- Request -
In the material below, copy the lines verbatim, starting at the line containing "Category: grass field" and ending at the line containing "left=245, top=237, right=499, bottom=351", with both of those lines included.

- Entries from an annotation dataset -
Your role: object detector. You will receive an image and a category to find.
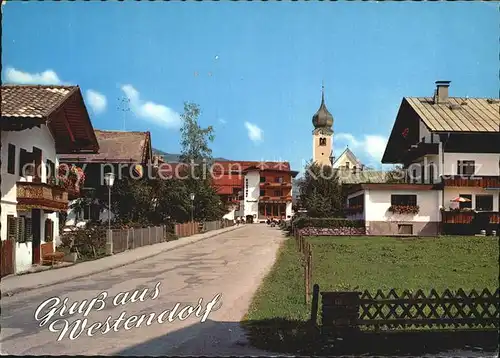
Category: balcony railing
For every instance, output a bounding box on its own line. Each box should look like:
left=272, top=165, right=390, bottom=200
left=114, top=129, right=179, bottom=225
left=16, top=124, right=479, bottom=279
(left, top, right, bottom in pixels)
left=259, top=195, right=292, bottom=202
left=443, top=176, right=500, bottom=188
left=441, top=210, right=500, bottom=224
left=441, top=210, right=474, bottom=224
left=16, top=182, right=68, bottom=211
left=260, top=182, right=292, bottom=188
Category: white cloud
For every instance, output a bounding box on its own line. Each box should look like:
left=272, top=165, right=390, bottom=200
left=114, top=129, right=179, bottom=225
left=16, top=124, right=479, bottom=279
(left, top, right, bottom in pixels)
left=5, top=67, right=62, bottom=85
left=122, top=85, right=181, bottom=128
left=333, top=133, right=387, bottom=163
left=245, top=122, right=263, bottom=142
left=87, top=90, right=108, bottom=114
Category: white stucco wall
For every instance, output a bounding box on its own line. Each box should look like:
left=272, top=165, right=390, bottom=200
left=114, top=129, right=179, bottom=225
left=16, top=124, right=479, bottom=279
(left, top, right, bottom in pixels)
left=222, top=206, right=236, bottom=220
left=244, top=171, right=260, bottom=217
left=443, top=153, right=500, bottom=176
left=346, top=190, right=366, bottom=220
left=408, top=153, right=500, bottom=183
left=365, top=189, right=440, bottom=222
left=64, top=199, right=115, bottom=227
left=443, top=187, right=499, bottom=211
left=0, top=125, right=59, bottom=273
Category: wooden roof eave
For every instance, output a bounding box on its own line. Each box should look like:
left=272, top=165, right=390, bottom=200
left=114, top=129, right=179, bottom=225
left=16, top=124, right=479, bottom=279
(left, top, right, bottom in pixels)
left=0, top=116, right=47, bottom=131
left=382, top=98, right=409, bottom=164
left=47, top=87, right=99, bottom=154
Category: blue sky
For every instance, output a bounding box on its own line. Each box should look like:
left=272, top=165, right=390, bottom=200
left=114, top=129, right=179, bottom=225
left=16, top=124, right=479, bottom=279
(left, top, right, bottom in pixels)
left=2, top=1, right=499, bottom=170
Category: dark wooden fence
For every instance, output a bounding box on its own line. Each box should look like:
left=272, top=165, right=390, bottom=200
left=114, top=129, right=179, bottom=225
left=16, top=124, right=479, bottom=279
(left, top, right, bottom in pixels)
left=0, top=239, right=16, bottom=277
left=294, top=229, right=313, bottom=304
left=311, top=285, right=500, bottom=336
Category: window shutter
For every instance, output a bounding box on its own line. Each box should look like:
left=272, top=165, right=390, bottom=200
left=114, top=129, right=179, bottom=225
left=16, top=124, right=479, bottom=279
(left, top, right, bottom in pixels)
left=45, top=219, right=52, bottom=242
left=17, top=216, right=26, bottom=242
left=24, top=218, right=33, bottom=241
left=7, top=215, right=17, bottom=240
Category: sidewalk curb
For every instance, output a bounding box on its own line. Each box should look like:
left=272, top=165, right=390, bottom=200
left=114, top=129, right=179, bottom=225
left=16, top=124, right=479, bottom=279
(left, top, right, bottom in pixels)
left=0, top=225, right=245, bottom=297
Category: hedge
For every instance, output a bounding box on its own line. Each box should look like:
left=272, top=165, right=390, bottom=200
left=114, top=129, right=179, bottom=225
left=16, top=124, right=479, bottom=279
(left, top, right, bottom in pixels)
left=293, top=217, right=365, bottom=229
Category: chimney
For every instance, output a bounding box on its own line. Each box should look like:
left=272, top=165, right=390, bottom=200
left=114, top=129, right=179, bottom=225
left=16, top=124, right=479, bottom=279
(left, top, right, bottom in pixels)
left=434, top=81, right=451, bottom=104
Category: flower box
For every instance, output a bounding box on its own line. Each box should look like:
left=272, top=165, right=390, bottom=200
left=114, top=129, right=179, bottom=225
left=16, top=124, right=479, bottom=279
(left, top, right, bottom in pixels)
left=388, top=205, right=420, bottom=215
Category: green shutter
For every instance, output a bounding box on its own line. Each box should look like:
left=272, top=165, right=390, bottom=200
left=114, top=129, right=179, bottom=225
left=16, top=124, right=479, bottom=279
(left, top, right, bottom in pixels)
left=17, top=216, right=26, bottom=242
left=24, top=218, right=33, bottom=241
left=7, top=215, right=17, bottom=240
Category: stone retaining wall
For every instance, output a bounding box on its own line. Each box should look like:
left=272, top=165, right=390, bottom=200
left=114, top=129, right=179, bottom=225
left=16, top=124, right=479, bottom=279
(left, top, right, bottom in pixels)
left=299, top=227, right=366, bottom=236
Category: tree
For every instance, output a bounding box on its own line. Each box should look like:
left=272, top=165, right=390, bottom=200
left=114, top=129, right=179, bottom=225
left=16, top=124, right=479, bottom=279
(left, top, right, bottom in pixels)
left=180, top=102, right=215, bottom=163
left=179, top=103, right=226, bottom=221
left=299, top=163, right=344, bottom=217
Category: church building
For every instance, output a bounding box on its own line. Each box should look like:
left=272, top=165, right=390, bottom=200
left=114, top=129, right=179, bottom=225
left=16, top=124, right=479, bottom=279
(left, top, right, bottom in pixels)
left=312, top=86, right=334, bottom=165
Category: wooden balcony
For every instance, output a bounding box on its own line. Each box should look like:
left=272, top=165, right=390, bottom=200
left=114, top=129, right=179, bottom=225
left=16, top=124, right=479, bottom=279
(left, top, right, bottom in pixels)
left=443, top=176, right=500, bottom=188
left=16, top=182, right=68, bottom=211
left=441, top=210, right=500, bottom=224
left=404, top=142, right=439, bottom=163
left=260, top=182, right=292, bottom=188
left=441, top=211, right=474, bottom=224
left=259, top=196, right=292, bottom=203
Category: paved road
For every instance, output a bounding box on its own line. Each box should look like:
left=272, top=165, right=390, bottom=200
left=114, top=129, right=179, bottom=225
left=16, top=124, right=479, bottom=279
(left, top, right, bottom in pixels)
left=1, top=224, right=284, bottom=355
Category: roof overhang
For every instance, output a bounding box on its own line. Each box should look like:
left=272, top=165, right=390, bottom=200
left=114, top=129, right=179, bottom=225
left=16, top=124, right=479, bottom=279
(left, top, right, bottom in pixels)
left=347, top=183, right=438, bottom=194
left=382, top=98, right=420, bottom=164
left=0, top=86, right=99, bottom=154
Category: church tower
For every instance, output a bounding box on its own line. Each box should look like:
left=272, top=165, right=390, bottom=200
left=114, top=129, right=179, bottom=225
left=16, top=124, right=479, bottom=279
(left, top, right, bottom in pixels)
left=312, top=86, right=334, bottom=165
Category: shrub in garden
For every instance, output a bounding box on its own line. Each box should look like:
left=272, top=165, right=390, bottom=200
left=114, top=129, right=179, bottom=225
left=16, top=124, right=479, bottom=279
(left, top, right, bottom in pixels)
left=61, top=222, right=107, bottom=259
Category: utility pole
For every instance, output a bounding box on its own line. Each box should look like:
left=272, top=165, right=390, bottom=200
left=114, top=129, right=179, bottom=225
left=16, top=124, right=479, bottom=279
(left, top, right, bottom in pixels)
left=116, top=97, right=130, bottom=131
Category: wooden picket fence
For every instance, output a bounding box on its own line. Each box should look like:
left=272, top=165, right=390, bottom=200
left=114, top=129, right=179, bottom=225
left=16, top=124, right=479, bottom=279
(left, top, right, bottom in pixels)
left=106, top=225, right=167, bottom=254
left=311, top=285, right=500, bottom=336
left=174, top=222, right=202, bottom=237
left=0, top=239, right=16, bottom=277
left=294, top=229, right=313, bottom=304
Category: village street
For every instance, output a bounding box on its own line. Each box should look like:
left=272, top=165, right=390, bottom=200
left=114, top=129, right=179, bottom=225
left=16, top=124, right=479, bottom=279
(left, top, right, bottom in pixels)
left=1, top=224, right=284, bottom=355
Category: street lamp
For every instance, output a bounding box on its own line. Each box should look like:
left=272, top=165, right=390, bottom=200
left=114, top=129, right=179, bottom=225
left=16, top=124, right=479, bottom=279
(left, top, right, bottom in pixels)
left=189, top=193, right=194, bottom=222
left=104, top=173, right=115, bottom=230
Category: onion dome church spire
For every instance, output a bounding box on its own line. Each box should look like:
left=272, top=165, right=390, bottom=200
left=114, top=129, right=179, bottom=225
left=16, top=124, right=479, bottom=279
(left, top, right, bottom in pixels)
left=312, top=85, right=333, bottom=129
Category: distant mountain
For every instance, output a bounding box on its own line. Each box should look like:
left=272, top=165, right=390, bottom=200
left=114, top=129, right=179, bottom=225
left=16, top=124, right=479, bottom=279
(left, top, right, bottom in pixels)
left=153, top=148, right=229, bottom=163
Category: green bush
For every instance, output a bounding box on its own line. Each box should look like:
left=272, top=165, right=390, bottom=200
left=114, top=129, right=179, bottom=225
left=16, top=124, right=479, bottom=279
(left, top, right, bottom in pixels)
left=60, top=222, right=107, bottom=260
left=293, top=217, right=365, bottom=229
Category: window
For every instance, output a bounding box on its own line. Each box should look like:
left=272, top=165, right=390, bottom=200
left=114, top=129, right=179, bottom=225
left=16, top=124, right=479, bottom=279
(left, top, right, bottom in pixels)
left=7, top=144, right=16, bottom=174
left=24, top=218, right=33, bottom=241
left=90, top=204, right=101, bottom=221
left=391, top=195, right=417, bottom=206
left=398, top=224, right=413, bottom=235
left=457, top=160, right=476, bottom=175
left=458, top=194, right=472, bottom=209
left=45, top=159, right=56, bottom=182
left=7, top=215, right=17, bottom=240
left=476, top=195, right=493, bottom=211
left=74, top=208, right=85, bottom=222
left=19, top=148, right=35, bottom=177
left=348, top=195, right=365, bottom=208
left=83, top=205, right=90, bottom=220
left=45, top=219, right=54, bottom=242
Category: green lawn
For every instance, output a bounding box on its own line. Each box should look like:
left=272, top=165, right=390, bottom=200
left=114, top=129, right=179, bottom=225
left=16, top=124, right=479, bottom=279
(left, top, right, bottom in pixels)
left=244, top=237, right=499, bottom=352
left=309, top=237, right=498, bottom=292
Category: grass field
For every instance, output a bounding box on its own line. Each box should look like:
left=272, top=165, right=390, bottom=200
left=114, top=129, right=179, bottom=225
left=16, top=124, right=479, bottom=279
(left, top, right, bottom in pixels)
left=245, top=237, right=499, bottom=351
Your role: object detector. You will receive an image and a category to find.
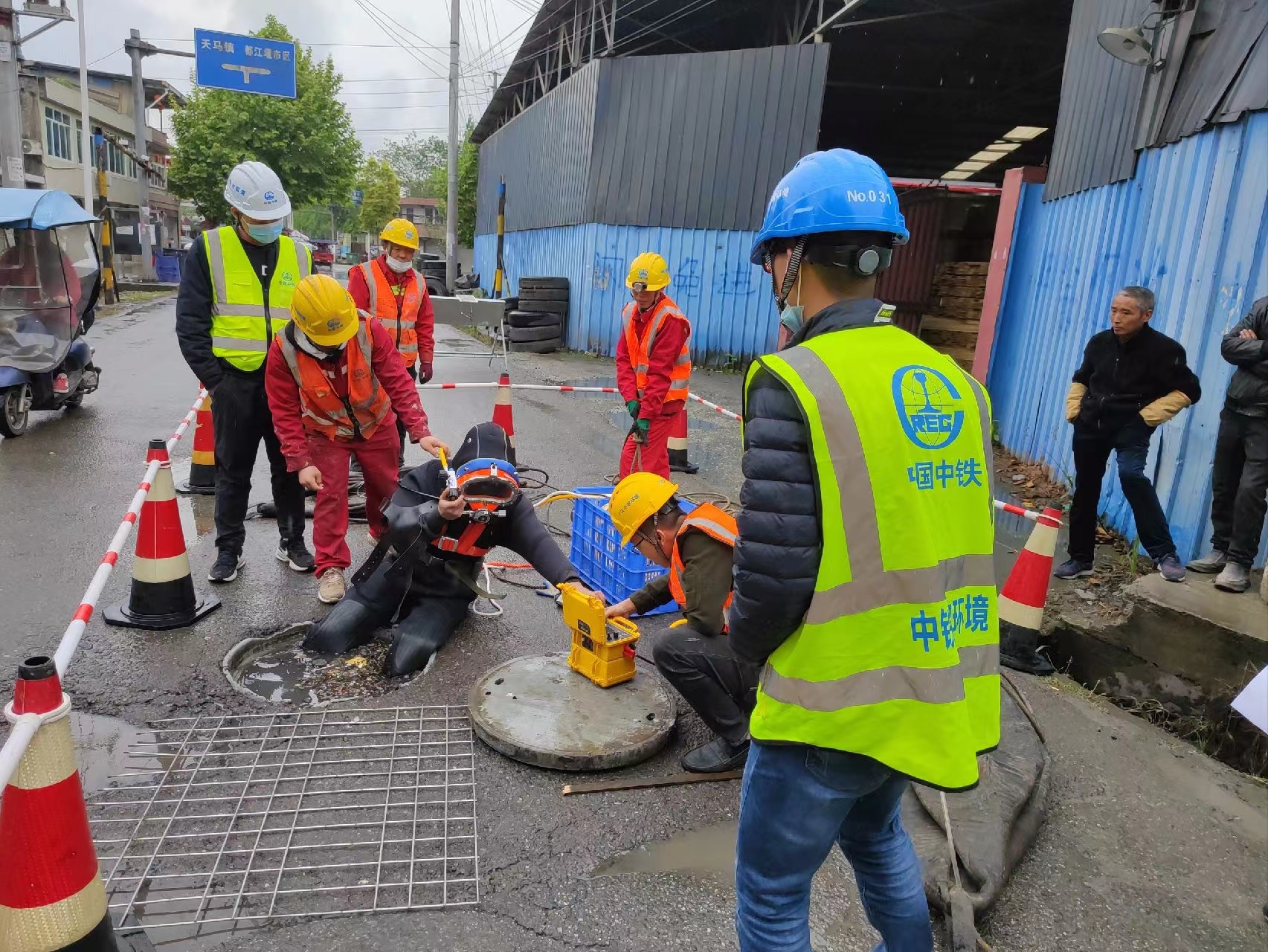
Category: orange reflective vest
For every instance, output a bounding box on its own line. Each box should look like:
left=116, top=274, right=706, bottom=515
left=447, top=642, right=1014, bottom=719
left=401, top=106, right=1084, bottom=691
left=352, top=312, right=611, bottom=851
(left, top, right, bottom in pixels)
left=358, top=257, right=422, bottom=367
left=621, top=294, right=691, bottom=403
left=669, top=502, right=739, bottom=631
left=277, top=320, right=392, bottom=440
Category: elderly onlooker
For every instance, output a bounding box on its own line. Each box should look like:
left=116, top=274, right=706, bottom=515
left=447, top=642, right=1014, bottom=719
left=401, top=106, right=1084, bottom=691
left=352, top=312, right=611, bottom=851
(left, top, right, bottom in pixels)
left=1188, top=298, right=1268, bottom=592
left=1055, top=286, right=1202, bottom=582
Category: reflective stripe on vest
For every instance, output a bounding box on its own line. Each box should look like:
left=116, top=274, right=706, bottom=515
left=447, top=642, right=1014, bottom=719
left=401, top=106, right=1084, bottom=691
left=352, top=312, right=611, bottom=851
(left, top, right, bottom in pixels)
left=358, top=257, right=425, bottom=367
left=669, top=502, right=739, bottom=631
left=746, top=324, right=1000, bottom=788
left=277, top=321, right=392, bottom=440
left=621, top=294, right=691, bottom=402
left=203, top=225, right=312, bottom=370
left=431, top=522, right=489, bottom=558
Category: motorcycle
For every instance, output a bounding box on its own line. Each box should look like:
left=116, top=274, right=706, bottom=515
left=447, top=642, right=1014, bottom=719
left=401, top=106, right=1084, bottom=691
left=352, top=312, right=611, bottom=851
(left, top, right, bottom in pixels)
left=0, top=189, right=101, bottom=437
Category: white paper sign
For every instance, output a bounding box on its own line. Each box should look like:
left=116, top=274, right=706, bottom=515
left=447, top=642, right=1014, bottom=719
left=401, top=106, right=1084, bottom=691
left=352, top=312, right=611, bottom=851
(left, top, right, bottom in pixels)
left=1232, top=668, right=1268, bottom=734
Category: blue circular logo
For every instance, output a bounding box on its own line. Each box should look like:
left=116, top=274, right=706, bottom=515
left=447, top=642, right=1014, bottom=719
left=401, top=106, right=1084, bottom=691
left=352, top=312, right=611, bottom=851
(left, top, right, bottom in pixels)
left=892, top=364, right=964, bottom=450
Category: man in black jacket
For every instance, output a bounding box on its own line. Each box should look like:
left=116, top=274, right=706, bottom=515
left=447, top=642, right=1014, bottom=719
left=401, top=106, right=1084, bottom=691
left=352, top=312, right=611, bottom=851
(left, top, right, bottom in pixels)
left=1054, top=286, right=1202, bottom=582
left=304, top=423, right=581, bottom=677
left=176, top=162, right=315, bottom=585
left=1188, top=298, right=1268, bottom=592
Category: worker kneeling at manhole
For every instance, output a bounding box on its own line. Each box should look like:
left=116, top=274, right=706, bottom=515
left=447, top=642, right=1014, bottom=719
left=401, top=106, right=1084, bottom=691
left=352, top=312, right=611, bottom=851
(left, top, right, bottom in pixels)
left=608, top=473, right=761, bottom=774
left=304, top=423, right=581, bottom=677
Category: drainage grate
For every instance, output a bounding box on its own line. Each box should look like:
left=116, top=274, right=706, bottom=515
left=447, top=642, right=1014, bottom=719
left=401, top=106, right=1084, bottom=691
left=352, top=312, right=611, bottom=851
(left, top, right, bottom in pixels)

- Worked solution -
Category: grass field
For every instance, output a bounding box on its own line. Each box should look like:
left=272, top=165, right=390, bottom=200
left=114, top=129, right=179, bottom=225
left=16, top=124, right=479, bottom=279
(left, top, right, bottom in pixels)
left=245, top=237, right=499, bottom=351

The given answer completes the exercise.